Provided information -
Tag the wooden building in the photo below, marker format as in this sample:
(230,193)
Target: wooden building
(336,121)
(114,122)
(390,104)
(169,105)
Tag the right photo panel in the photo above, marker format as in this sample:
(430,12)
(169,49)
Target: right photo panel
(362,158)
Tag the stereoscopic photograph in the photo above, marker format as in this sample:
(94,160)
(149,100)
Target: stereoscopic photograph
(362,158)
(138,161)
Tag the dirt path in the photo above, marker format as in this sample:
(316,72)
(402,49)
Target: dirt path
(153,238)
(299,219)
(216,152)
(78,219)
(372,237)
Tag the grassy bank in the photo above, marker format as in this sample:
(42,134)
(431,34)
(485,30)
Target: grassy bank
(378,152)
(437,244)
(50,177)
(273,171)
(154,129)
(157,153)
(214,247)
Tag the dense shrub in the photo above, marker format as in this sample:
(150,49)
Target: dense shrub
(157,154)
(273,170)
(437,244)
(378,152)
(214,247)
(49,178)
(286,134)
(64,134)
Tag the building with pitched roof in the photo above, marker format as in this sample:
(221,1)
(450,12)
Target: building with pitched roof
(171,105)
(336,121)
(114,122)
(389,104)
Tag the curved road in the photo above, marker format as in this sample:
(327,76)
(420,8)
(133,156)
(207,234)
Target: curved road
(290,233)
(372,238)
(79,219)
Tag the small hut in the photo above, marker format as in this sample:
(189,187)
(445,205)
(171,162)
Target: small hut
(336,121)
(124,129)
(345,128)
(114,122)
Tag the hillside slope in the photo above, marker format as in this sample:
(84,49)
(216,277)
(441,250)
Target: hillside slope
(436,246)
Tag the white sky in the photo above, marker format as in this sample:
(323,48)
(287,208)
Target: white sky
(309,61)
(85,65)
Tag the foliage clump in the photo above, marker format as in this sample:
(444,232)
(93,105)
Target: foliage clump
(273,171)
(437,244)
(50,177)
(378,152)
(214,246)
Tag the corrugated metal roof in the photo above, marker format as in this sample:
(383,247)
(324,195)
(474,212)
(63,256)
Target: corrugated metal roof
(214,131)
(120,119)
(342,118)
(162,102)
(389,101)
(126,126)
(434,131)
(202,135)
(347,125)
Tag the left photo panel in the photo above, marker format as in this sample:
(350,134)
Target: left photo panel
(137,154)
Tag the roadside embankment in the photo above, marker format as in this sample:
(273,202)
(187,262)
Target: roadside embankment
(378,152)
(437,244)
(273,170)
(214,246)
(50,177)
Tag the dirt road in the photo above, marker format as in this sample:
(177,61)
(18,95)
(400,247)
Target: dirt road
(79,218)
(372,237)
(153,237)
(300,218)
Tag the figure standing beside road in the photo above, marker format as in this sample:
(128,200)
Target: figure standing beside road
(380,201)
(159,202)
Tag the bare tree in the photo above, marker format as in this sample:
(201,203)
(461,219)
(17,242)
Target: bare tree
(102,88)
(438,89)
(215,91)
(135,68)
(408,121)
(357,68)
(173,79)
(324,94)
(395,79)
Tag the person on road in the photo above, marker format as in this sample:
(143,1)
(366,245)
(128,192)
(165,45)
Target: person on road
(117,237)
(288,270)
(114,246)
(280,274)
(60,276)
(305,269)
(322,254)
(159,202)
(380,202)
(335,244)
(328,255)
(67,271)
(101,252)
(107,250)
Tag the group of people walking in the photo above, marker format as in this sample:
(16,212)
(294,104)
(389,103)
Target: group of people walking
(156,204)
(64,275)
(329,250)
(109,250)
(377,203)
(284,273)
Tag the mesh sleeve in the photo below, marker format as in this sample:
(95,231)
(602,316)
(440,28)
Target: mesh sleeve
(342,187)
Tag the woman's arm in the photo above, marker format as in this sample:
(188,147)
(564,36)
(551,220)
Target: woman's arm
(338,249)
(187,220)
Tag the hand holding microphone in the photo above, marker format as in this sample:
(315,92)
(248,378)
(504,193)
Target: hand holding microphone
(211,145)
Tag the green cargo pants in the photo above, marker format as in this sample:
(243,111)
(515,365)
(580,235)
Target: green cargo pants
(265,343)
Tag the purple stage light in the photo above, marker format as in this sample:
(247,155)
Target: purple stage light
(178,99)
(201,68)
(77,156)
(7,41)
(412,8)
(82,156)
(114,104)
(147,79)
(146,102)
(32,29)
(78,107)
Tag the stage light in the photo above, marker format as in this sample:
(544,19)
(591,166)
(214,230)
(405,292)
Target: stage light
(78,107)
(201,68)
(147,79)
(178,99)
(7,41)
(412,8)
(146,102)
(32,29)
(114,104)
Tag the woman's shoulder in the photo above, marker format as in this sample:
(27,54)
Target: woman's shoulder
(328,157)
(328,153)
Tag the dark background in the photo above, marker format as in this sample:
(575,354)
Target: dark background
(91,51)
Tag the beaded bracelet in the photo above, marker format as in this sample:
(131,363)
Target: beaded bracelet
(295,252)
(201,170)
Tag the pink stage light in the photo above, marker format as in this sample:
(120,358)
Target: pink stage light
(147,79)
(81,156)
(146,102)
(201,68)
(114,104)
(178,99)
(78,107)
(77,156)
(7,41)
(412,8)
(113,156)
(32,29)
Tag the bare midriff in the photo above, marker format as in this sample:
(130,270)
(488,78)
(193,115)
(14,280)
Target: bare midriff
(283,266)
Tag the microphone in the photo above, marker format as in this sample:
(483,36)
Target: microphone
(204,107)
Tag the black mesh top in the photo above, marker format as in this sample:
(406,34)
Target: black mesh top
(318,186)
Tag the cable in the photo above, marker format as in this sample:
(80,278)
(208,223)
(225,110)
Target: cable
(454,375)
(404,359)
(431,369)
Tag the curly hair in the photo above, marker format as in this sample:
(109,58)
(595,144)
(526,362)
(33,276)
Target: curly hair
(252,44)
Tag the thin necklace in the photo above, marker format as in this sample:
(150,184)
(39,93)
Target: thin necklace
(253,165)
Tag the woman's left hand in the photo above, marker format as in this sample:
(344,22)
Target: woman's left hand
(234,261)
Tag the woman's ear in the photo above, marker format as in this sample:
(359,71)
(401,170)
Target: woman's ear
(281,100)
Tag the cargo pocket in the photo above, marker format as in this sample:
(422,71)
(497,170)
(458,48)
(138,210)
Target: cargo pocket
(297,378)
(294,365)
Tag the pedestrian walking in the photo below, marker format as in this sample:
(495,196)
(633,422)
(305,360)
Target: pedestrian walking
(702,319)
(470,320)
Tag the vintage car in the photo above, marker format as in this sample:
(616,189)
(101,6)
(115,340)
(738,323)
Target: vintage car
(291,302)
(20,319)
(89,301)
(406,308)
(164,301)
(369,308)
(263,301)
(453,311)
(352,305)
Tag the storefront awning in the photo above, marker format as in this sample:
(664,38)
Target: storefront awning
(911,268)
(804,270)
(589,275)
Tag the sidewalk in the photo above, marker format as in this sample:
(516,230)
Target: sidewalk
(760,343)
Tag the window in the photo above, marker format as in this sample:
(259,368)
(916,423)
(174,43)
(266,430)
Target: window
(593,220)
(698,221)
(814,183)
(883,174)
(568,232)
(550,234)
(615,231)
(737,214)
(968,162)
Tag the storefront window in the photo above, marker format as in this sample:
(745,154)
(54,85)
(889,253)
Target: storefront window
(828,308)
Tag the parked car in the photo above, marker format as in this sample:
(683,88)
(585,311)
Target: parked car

Problem to work on - Give every line of the material again, exactly as it reads.

Response area -
Tag the wooden building in the photo below, marker format as in this sample:
(230,193)
Target: wooden building
(336,121)
(114,122)
(390,104)
(169,105)
Tag the right photo panel in the photo above, marker format as in this sample:
(430,12)
(169,49)
Target: right photo panel
(362,158)
Tag the stereoscopic photograph in the photo above, marker format as in this sample:
(94,160)
(149,100)
Target: stereoscopic photograph
(362,158)
(138,161)
Tag the dirt path in the photo above, marker format as in this sample:
(316,72)
(402,49)
Target: dirt path
(153,238)
(299,219)
(216,152)
(78,219)
(372,237)
Tag the grassy bank in the photo above, marker format as in this sample:
(42,134)
(431,34)
(485,30)
Target: grassy bank
(378,152)
(437,244)
(50,177)
(273,171)
(154,129)
(157,153)
(214,247)
Tag the dense shrub in the photo above, marker format as in this sample:
(150,49)
Target: dense shrub
(157,154)
(273,170)
(437,244)
(378,152)
(214,247)
(49,178)
(286,134)
(64,134)
Tag the building with pitched roof in the photo above, marker format as in this sample:
(221,1)
(450,12)
Target: building with pitched roof
(171,105)
(336,121)
(114,122)
(389,104)
Tag the curved road in the photo above, marker format as in this sample:
(327,76)
(420,8)
(133,156)
(207,234)
Target: curved road
(290,233)
(372,238)
(79,219)
Tag the small hut in the photo above, marker format as in this sample:
(189,187)
(445,205)
(171,162)
Target: small hut
(336,121)
(124,129)
(345,128)
(114,122)
Tag the hillside slope in the photo above, marker format as in this sample:
(84,49)
(216,277)
(441,250)
Target: hillside slope
(436,246)
Tag the white sky in the photo above, marker format as in this sample:
(323,48)
(287,208)
Target: white sky
(309,61)
(85,65)
Tag the foliage clump in the photo above, marker format as in this sample:
(444,232)
(93,105)
Target: foliage clump
(273,171)
(437,244)
(50,177)
(378,152)
(214,246)
Tag the corrugated metal roof in the photo above, marker format as in this sample:
(383,247)
(324,195)
(474,212)
(63,256)
Target: corrugated metal roof
(214,131)
(120,119)
(342,118)
(162,102)
(389,101)
(126,126)
(434,131)
(202,135)
(347,125)
Tag the left photo panel in the photo above, marker format as in this sample:
(350,134)
Target: left photo panel
(137,154)
Tag the roadside embankment in the photo above, marker format as in this sample:
(273,202)
(187,262)
Target: roadside embankment
(378,152)
(437,244)
(273,170)
(214,246)
(50,177)
Tag the dirt road in the photo above, marker format as in this sample:
(177,61)
(18,95)
(400,247)
Target: dirt road
(79,218)
(372,237)
(153,237)
(300,218)
Tag the figure standing beside road in the photo above, marker format as in this sample:
(128,200)
Target: figure standing beside road
(380,201)
(159,202)
Tag the bare tree in the photo above, marker format as in this sample:
(201,203)
(461,219)
(17,242)
Target: bare tree
(102,88)
(438,89)
(215,91)
(135,68)
(408,121)
(357,68)
(173,79)
(324,94)
(395,79)
Tag the person on road in the photo above, marker format as in this sample:
(143,1)
(366,245)
(128,192)
(165,45)
Target: person on road
(117,237)
(288,270)
(114,246)
(280,274)
(60,276)
(305,269)
(322,254)
(159,202)
(380,202)
(335,244)
(328,255)
(67,271)
(101,252)
(107,250)
Tag the group of people walking in the photo above, marker format as in this sample:
(16,212)
(294,104)
(389,103)
Target: group of people walking
(156,204)
(64,275)
(329,250)
(109,250)
(377,203)
(284,273)
Tag the mesh sleeve in the photo below, marker format as in this sample:
(95,231)
(602,316)
(440,28)
Target: mesh sleeve
(342,187)
Tag the woman's arm in the photo above, marker format as in this sample:
(188,147)
(564,36)
(551,220)
Target: woman's arm
(338,249)
(187,220)
Tag the hand holding microphone in the photo above, marker format as in this sample:
(315,92)
(248,378)
(504,193)
Target: hand holding microphone
(211,145)
Tag the green cargo pants in the photo above, marker format as in this sample:
(243,111)
(515,365)
(580,235)
Target: green cargo pants
(265,343)
Tag the purple stage light in the photo above, marker format as in this sample:
(247,155)
Target: purple stage light
(178,99)
(201,68)
(77,156)
(7,41)
(412,8)
(82,156)
(114,104)
(147,79)
(146,102)
(32,29)
(78,107)
Tag the stage light in the photo above, marker format as in this sample:
(544,19)
(591,166)
(214,230)
(405,292)
Target: stage light
(78,107)
(201,68)
(147,79)
(178,99)
(7,41)
(412,8)
(146,102)
(32,29)
(114,104)
Tag the woman's shoulder in the photo above, marker format as in this sample:
(27,54)
Target: woman's shoulder
(328,157)
(328,153)
Tag the dark background in the photo above, marker format as in this sample:
(575,354)
Target: dark background
(91,51)
Tag the beaded bracelet in the photo above, marker format as in this sample:
(131,363)
Target: beaded bracelet
(295,252)
(201,170)
Tag the pink stage light in the photo above, marker format as in this sample:
(120,358)
Target: pink stage light
(147,79)
(81,156)
(146,102)
(201,68)
(114,104)
(178,99)
(78,107)
(77,156)
(7,41)
(412,8)
(113,156)
(32,29)
Tag the bare midriff in the photo above, marker format as in this sample:
(130,270)
(488,78)
(193,115)
(14,280)
Target: bare midriff
(283,266)
Tag the microphone in the photo above, marker format as in this sample:
(483,36)
Target: microphone
(204,107)
Tag the black mesh top in the photo above, marker format as in this sample:
(406,34)
Target: black mesh top
(318,186)
Tag the cable in the photo above, marker format as in this sample:
(80,278)
(208,223)
(225,110)
Target: cable
(454,375)
(404,359)
(431,369)
Tag the curly hair in the photo above, marker format as in this sample:
(109,58)
(595,144)
(526,362)
(33,276)
Target: curly hair
(252,44)
Tag the thin necklace in the photo above, marker format as in this sample:
(150,184)
(39,93)
Target: thin necklace
(253,165)
Tag the woman's left hand in the photo above, marker format as in this sample:
(344,22)
Target: woman's left hand
(234,261)
Tag the woman's ear in the photo above, marker format as in this sample:
(359,71)
(401,170)
Target: woman's ear
(281,100)
Tag the cargo pocket in the photo above, marker format as in this sample:
(422,71)
(497,170)
(458,48)
(138,210)
Target: cargo pocket
(297,378)
(294,365)
Tag the pedestrian walking in the photo below, marker format as in this sample:
(495,196)
(633,422)
(305,360)
Target: pedestrian walking
(702,319)
(470,320)
Tag the vintage car in the photo above, marker format as in this sample:
(616,189)
(101,6)
(115,340)
(738,323)
Target: vintage car
(291,302)
(20,319)
(89,301)
(406,308)
(164,301)
(369,308)
(263,301)
(453,311)
(352,305)
Tag the storefront awning in the photo above, marker format as in this sample:
(664,38)
Target: storefront awning
(911,268)
(804,270)
(589,275)
Tag the sidewalk in the photo above, marker format as in this sample:
(516,230)
Target: sidewalk
(760,343)
Tag the window in the photo above, marker format as in this sample:
(259,368)
(916,423)
(174,43)
(266,430)
Target: window
(593,220)
(698,221)
(814,183)
(883,174)
(568,232)
(550,234)
(615,231)
(737,214)
(968,162)
Tag the storefront window in the photo above, marker format as in this sample:
(745,154)
(54,85)
(889,253)
Target: storefront window
(828,308)
Tag the parked car in the photo above, marker format as in this sample:
(683,88)
(585,311)
Target: parked car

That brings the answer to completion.